══ SOURCE PASSAGE ══

Laverne Bissky has incorporated a life-changing challenge, that of having a child with disabilities, into a goal and dream that takes her and her family to all corners of the earth. It's all about the A-bilities without the "dis." This incredible woman, together with her family, shows us how to not just live, but to flourish, beyond the fate we've been given.
Ms. Bissky is a motivational speaker, writer and coach. She founded the charity, No Ordinary Journey Foundation and is the author of the book, Exceptional Parent Exceptional Life (soon to be released).
What personal qualities have helped you move in such a positive direction?
A deep belief that the experience of having a severely disabled child could be a stepping stone to living a deeply fulfilled life. I guess you would call this optimism but I think it goes so much deeper than that. Perhaps faith. It is a choice to see it this way.
In this belief was the seed that sprouted into our charity, No Ordinary Journey Foundation. It has been very gratifying to know that I have done the best I can for my own child, but it is even more gratifying to use what I have learned and lived through to help those with children like mine in places like Vietnam. Their challenges are similar but their opportunities much fewer.
Did you go through a period of self-pity? If so, what helped lift you out?
After the first few months, my periods of self-pity have been intermittent and brief but deep. They usually resulted from asking questions that are unanswerable like "Why Me," regretting things that cannot be changed or worrying about the future. Doing something productive usually lifts me out of it.
Was there a specific moment, thought or epiphany that helped guide you to a better place mentally and psychologically?

═══

WHAT YOU SHOULD DO: Reproduce the entire Laverne Bissky interview word for word, with nothing added, removed, or changed. The lines that come next have no connection to the Laverne Bissky interview.

══ THE DATA ══

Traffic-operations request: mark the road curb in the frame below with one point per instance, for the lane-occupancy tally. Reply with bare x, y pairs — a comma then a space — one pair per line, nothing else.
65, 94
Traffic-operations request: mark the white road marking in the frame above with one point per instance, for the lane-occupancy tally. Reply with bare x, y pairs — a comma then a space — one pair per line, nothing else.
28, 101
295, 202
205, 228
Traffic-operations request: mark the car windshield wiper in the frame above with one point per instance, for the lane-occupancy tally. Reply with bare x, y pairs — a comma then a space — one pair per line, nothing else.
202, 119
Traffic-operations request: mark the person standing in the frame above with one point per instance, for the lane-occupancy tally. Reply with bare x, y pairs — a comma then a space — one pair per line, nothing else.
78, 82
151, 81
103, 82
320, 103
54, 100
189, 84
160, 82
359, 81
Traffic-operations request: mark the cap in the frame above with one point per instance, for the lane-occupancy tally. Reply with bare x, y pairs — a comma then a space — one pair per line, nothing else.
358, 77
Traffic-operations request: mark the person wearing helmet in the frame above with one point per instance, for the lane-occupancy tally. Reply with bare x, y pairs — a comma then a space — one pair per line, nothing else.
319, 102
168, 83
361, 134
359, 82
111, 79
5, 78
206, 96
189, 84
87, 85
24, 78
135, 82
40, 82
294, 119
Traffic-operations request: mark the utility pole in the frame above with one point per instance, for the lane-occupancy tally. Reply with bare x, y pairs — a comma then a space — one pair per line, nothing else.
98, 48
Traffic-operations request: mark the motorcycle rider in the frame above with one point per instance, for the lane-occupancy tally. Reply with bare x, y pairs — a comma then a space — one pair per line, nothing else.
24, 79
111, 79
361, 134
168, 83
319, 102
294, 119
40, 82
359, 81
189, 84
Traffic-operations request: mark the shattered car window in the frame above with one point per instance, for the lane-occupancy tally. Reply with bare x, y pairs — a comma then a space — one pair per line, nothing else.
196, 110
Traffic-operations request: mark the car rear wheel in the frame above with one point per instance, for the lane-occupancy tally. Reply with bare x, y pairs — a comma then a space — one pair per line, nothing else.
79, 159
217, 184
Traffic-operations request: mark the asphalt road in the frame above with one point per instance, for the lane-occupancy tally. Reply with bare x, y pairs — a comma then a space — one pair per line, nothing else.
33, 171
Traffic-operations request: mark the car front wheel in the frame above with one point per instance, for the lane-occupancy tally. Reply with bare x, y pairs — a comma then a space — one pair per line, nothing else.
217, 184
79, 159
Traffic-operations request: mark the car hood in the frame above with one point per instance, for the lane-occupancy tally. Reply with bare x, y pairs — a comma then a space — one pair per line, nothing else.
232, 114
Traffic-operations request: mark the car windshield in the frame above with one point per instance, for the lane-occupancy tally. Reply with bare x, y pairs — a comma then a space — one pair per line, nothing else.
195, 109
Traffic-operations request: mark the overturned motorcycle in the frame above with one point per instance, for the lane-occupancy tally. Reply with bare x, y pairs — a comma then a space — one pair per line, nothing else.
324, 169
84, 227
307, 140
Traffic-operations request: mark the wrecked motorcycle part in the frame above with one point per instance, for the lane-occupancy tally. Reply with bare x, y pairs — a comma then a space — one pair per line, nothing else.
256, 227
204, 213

═══

EXPECTED OUTPUT:
Laverne Bissky has incorporated a life-changing challenge, that of having a child with disabilities, into a goal and dream that takes her and her family to all corners of the earth. It's all about the A-bilities without the "dis." This incredible woman, together with her family, shows us how to not just live, but to flourish, beyond the fate we've been given.
Ms. Bissky is a motivational speaker, writer and coach. She founded the charity, No Ordinary Journey Foundation and is the author of the book, Exceptional Parent Exceptional Life (soon to be released).
What personal qualities have helped you move in such a positive direction?
A deep belief that the experience of having a severely disabled child could be a stepping stone to living a deeply fulfilled life. I guess you would call this optimism but I think it goes so much deeper than that. Perhaps faith. It is a choice to see it this way.
In this belief was the seed that sprouted into our charity, No Ordinary Journey Foundation. It has been very gratifying to know that I have done the best I can for my own child, but it is even more gratifying to use what I have learned and lived through to help those with children like mine in places like Vietnam. Their challenges are similar but their opportunities much fewer.
Did you go through a period of self-pity? If so, what helped lift you out?
After the first few months, my periods of self-pity have been intermittent and brief but deep. They usually resulted from asking questions that are unanswerable like "Why Me," regretting things that cannot be changed or worrying about the future. Doing something productive usually lifts me out of it.
Was there a specific moment, thought or epiphany that helped guide you to a better place mentally and psychologically?